- **Passage given**

_____

US-12626450-B1 - Point cloud enhancement using an infill mask and synthesized representation

US12626450B1US 12626450 B1US12626450 B1US 12626450B1US-12626450-B1

Abstract

A point cloud having occluded regions may be infilled with additional points by creating an infill mask and a synthesized representation, wherein the synthesized representation comprises generated information for points of the occluded regions. The infill mask and the synthesized representation may both be generated using a 2D version of the point cloud generated by rasterizing the 3D point cloud and respectively using a first and second machine learning techniques to generate the infill mask and the synthesized representation. Points identified in the occluded regions may be selected, matched with the information generated in the synthesized representation, and infilled into the point cloud.

Inventors

Magnus H Johnson
Eric Geusz
Jeremy R Bernstein
Novaira Masood
Pravalika Avvaru
Randal W Lamore

Assignees

APPLE INC.

Dates

Publication Date: 20260512
Application Date: 20220916

Claims (19)

1 . A non-transitory computer-readable medium storing program instructions that, when executed using one or more processors, cause the one or more processors to: generate, using a first machine learning algorithm, an infill mask for a point cloud, wherein the infill mask indicates occluded regions of the point cloud; generate, using a second machine learning algorithm, a synthesized representation of the point cloud comprising attribute values and depth values for points of the point cloud including occluded points; and at least partially infill occluded regions of the point cloud, wherein to infill the occluded regions, the program instructions cause the one or more processors to: select points to be added to the point cloud amongst the occluded regions indicated in the infill mask; determine, based on the synthesized representation, attribute values and depth values for the points selected to be added to the point cloud; at least partially infill the occluded regions of the point cloud using the determined attribute values and depth values for the points to be added to the point cloud; and cause the point cloud comprising infilled points to be rendered on a display of a device.
2 . The non-transitory computer-readable medium of claim 1 , wherein the point cloud comprises points located in three-dimensional (3D) space, and wherein: the infill mask comprises a two-dimensional (2D) image comprising pixels located at width and height locations corresponding to width and height dimensions of the point cloud, wherein the pixels of the infill mask further comprise an infill value indicating a probability of whether a corresponding point in the point cloud at the width and height dimensions corresponding to the width and height location of the pixel is an occluded point; the synthesized representation comprises a 2D image comprising pixels located at width and height locations corresponding to the width and the height dimensions of the point cloud, wherein the pixels of the synthesized representation further comprise pixel values indicating one or more attribute values and a depth value for a corresponding point in the point cloud located at a width and a height dimension corresponding to the width and height location of the pixel in the synthesized representation.

_____

(Location annotation dataset excerpts)
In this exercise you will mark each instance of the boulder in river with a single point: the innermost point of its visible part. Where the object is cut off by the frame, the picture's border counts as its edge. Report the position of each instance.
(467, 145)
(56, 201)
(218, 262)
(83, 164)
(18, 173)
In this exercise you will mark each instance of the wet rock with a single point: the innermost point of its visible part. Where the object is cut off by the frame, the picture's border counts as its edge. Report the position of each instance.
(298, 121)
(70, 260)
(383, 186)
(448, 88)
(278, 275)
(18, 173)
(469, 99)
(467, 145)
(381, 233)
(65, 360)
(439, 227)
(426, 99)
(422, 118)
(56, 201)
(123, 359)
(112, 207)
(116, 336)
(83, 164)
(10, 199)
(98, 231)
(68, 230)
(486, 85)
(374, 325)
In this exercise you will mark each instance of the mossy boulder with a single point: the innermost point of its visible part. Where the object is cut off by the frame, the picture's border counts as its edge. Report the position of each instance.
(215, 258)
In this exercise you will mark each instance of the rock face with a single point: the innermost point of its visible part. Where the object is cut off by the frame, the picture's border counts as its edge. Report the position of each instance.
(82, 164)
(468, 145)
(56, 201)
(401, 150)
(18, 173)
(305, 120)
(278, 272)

_____

- **Written task 1**
According to the point cloud patent, what does the infill mask indicate?
- **Written task 2**
Reproduce the stretch of the point cloud patent from "US12626450B1US 12626450 B1US12626450" through "the point cloud.".
- **Written task 3**
Write the next part of the point cloud patent, picking up after its final sentence.
The listing comes from a separate source.

- **Task answer 1**
It indicates occluded regions of the point cloud.

- **Task answer 2**
US12626450B1US 12626450 B1US12626450 B1US 12626450B1US-12626450-B1

Abstract

A point cloud having occluded regions may be infilled with additional points by creating an infill mask and a synthesized representation, wherein the synthesized representation comprises generated information for points of the occluded regions. The infill mask and the synthesized representation may both be generated using a 2D version of the point cloud generated by rasterizing the 3D point cloud and respectively using a first and second machine learning techniques to generate the infill mask and the synthesized representation. Points identified in the occluded regions may be selected, matched with the information generated in the synthesized representation, and infilled into the point cloud.

- **Task answer 3**
3 . The non-transitory computer-readable medium of claim 2 , wherein the program instructions, when executed using the one or more processors, further cause the one or more processors to: receive attribute values and spatial information for points of the point cloud, wherein the spatial information comprises information for determining locations of the points of the point cloud in three-dimensional (3D) space, generate, based on the received attribute values and spatial information, a two-dimensional (2D) representation of the point cloud, wherein depth values of the points of the point cloud in 3D space are represented as an additional attribute value of pixels in the 2D representation that correspond to the points of the point cloud in 3D space; wherein the 2D image of the infill mask and the 2D image of the synthesized representation are generated by the first machine learning algorithm and the second machine learning algorithm using the 2D representation of the point cloud as an input to the respective machine learning algorithms.
4 . The non-transitory computer-readable medium of claim 3 , wherein the program instructions, when executed using the one or more processors, further cause the one or more processors to: receive attribute values and spatial information for a plurality of frames of the point cloud corresponding to versions of the point cloud at plurality of moments in time; and generate 2D representations for the point cloud for respective ones of the frames, wherein the first and second machine learning algorithms further use temporal correlations between the plurality of frames of the point cloud to generate the infill mask and the synthesized representation.
5 . The non-transitory computer readable medium of claim 4 , wherein the second machine learning algorithm comprises: recurrent convolutional long short-term memory (LSTM) layers that utilize the plurality of frames to generate the synthesized representation of the point cloud comprising the attribute values and the depth values for the points of the point cloud including the occluded points.
6 . The non-transitory computer readable medium of claim 4 , wherein the second machine learning algorithm comprises: a recurrent generative adversarial network (GAN) that utilize the plurality of frames to generate the synthesized representation of the point cloud comprising the attribute values and the depth values for the points of the point cloud including the occluded points.
7 . The non-transitory computer-readable medium of claim 2 , wherein the program instructions, when executed using the one or more processors, further cause the one or more processors to: up-scale the point cloud in the height, width, or depth direction, wherein the infill mask and the synthesized representation are generated for the up-scaled version of the point cloud.
8 . The non-transitory computer-readable medium of claim 1 , wherein the machine learning algorithm that generates the infill mask is trained to differentiate between occluded regions and naturally sparse regions of the point cloud.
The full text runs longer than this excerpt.